>> begin Supplied data

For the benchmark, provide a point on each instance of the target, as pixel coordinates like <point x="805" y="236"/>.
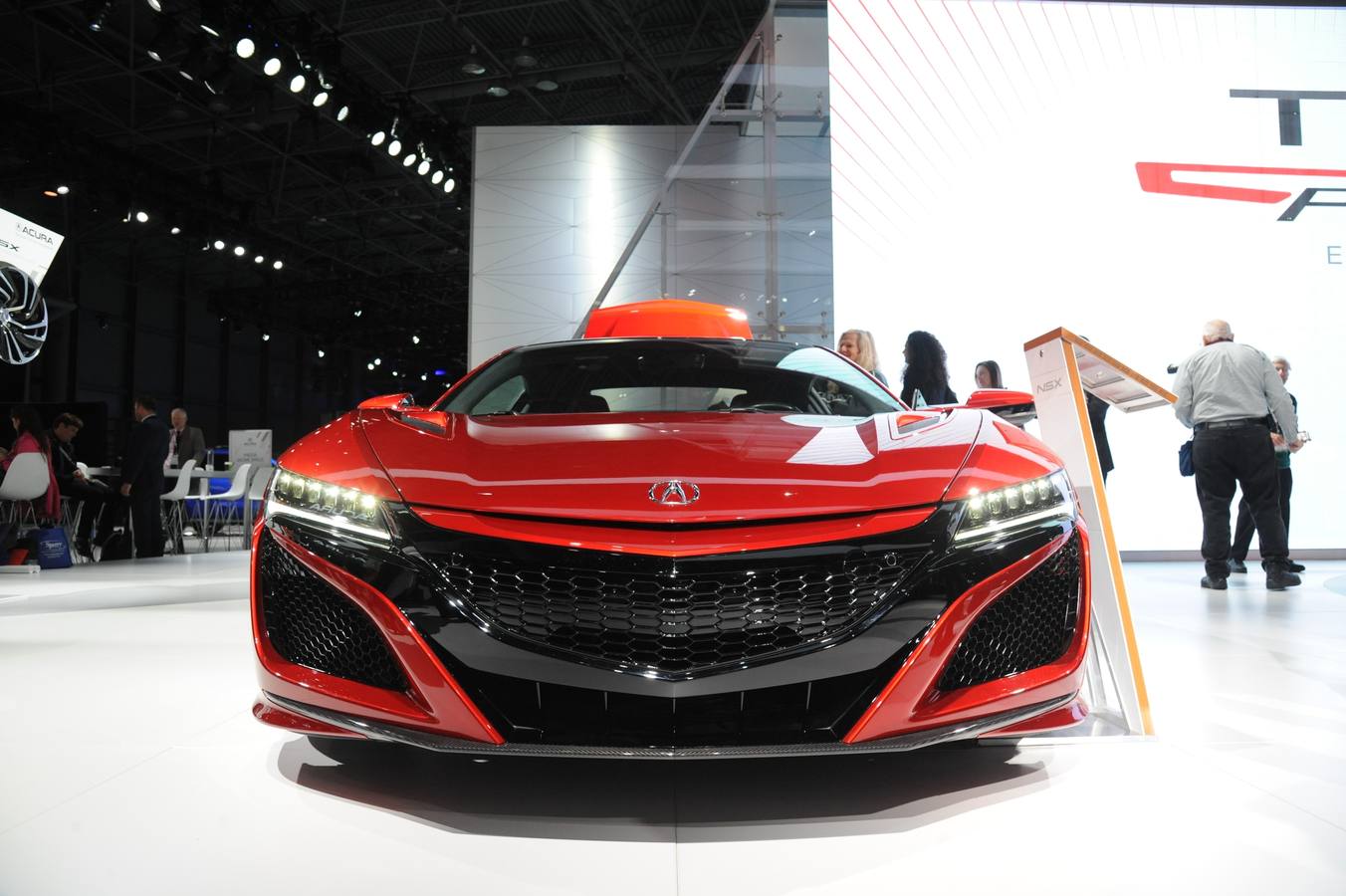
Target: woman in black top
<point x="926" y="371"/>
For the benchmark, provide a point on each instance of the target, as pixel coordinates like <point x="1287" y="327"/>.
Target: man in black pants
<point x="1243" y="527"/>
<point x="1224" y="391"/>
<point x="142" y="477"/>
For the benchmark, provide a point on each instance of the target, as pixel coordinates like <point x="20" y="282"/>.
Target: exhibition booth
<point x="1069" y="190"/>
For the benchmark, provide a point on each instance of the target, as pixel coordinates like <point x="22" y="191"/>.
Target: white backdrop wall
<point x="554" y="207"/>
<point x="986" y="190"/>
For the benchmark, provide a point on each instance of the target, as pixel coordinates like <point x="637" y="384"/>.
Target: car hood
<point x="738" y="467"/>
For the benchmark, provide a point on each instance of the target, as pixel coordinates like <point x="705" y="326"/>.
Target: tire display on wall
<point x="23" y="317"/>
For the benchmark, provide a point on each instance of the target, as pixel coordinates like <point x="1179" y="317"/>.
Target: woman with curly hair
<point x="926" y="371"/>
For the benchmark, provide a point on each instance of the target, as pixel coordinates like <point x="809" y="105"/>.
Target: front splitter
<point x="440" y="743"/>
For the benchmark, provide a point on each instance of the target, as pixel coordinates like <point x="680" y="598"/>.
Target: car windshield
<point x="679" y="375"/>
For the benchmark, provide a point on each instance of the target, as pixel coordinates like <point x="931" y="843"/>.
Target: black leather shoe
<point x="1280" y="578"/>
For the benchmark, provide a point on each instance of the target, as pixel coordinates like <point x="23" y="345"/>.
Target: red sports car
<point x="669" y="548"/>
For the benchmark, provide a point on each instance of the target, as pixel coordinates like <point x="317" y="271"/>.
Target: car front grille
<point x="676" y="616"/>
<point x="313" y="624"/>
<point x="1028" y="626"/>
<point x="531" y="712"/>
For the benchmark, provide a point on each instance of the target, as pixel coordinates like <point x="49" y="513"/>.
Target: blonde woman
<point x="857" y="344"/>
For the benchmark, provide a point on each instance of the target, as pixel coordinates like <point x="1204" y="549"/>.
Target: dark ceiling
<point x="202" y="140"/>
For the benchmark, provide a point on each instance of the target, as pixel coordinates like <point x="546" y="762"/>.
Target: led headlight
<point x="1015" y="506"/>
<point x="326" y="504"/>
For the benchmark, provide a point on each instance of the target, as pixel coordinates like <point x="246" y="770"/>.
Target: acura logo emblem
<point x="675" y="493"/>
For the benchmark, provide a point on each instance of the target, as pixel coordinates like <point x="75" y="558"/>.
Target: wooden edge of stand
<point x="1119" y="582"/>
<point x="1065" y="336"/>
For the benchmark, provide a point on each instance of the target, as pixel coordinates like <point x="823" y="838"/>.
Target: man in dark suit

>> end Supplied data

* What you should do
Repeat the listing above exactly, with no pictures.

* Solution for this task
For the benchmark, provide a point on each instance of the target, as pixel coordinates like <point x="805" y="236"/>.
Target: woman in black top
<point x="926" y="371"/>
For the benchmark, provide a point on each instance of the target, as pixel coordinates like <point x="1287" y="327"/>.
Target: man in black pants
<point x="1243" y="527"/>
<point x="1224" y="391"/>
<point x="142" y="477"/>
For the benchmark, provide a point on each instance of the target, as pixel coordinates like <point x="20" y="282"/>.
Target: exhibition booth
<point x="1069" y="190"/>
For the benchmark, provide a point on each instance of the target, as pixel coordinates like <point x="22" y="191"/>.
Target: white backdrop wall
<point x="554" y="207"/>
<point x="986" y="190"/>
For the benchmark, provide a point on each instance of the target, as pixel coordinates like <point x="637" y="384"/>.
Target: car hood
<point x="738" y="467"/>
For the benchmark, provide a point on each instance of the target, as pixel coordinates like <point x="705" y="326"/>.
Target: tire display on wall
<point x="23" y="317"/>
For the benchmark, provide a point on each instance of the target, as pixel coordinates like <point x="1179" y="317"/>.
Target: woman with curly hair
<point x="926" y="371"/>
For the benchmark, provide a point on each instance of the target, as pixel coordinates like <point x="809" y="105"/>.
Target: front splitter
<point x="440" y="743"/>
For the benchmark, provide a point on each instance of the target, as pixel coordinates like <point x="680" y="598"/>.
Target: car windshield
<point x="679" y="375"/>
For the benchmark, provide a point on each instance of the target, as pixel coordinates like <point x="931" y="843"/>.
Target: black leather shoe
<point x="1280" y="578"/>
For the benchmark, provide a point on each instance of the target, as pixel coordinates like <point x="23" y="345"/>.
Target: red sports car
<point x="669" y="548"/>
For the benchmark, provide a point on each instance of the target, as pixel coordinates like <point x="317" y="271"/>.
Target: car front grille
<point x="676" y="616"/>
<point x="313" y="624"/>
<point x="1028" y="626"/>
<point x="531" y="712"/>
For the benchmark, provide a point on each instance of the target, as pixel coordinates like <point x="49" y="513"/>.
Target: blonde woman
<point x="857" y="344"/>
For the benchmark, provide a point on each instance of the target, as pixel coordinates like <point x="1204" y="549"/>.
Target: dark ceiling
<point x="202" y="140"/>
For the benchmark, provide a point on each instance of the target, as pixel coordinates like <point x="546" y="762"/>.
Target: led headlight
<point x="1015" y="506"/>
<point x="326" y="504"/>
For the benchmark, provide a point on each instance of the target, as pixel coordinates like <point x="246" y="770"/>.
Target: acura logo emblem
<point x="675" y="493"/>
For the benchmark, provide a point on each instance of the target, as pixel coordinates like <point x="75" y="558"/>.
Target: wooden edge of stand
<point x="1119" y="582"/>
<point x="1065" y="336"/>
For the benchmark, provide a point on each instance of the target, as pixel coordinates like <point x="823" y="838"/>.
Target: man in dark suit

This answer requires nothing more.